┌──

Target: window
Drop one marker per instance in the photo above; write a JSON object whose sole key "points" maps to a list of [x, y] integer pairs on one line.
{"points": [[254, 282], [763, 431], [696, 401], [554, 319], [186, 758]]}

└──
┌──

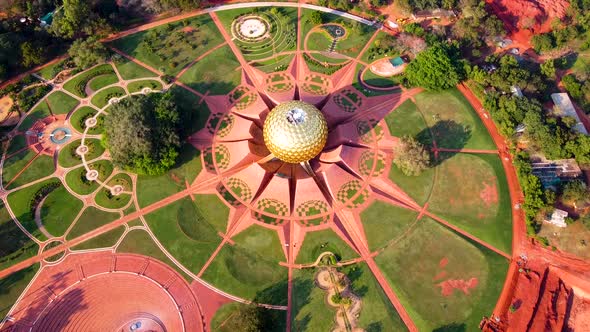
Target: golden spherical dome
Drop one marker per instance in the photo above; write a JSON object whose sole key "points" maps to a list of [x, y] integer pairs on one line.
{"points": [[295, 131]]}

└──

> _The problem_
Count how many lines of the data above contain the string "points", with case counting, and reply with that number alone.

> _Full output_
4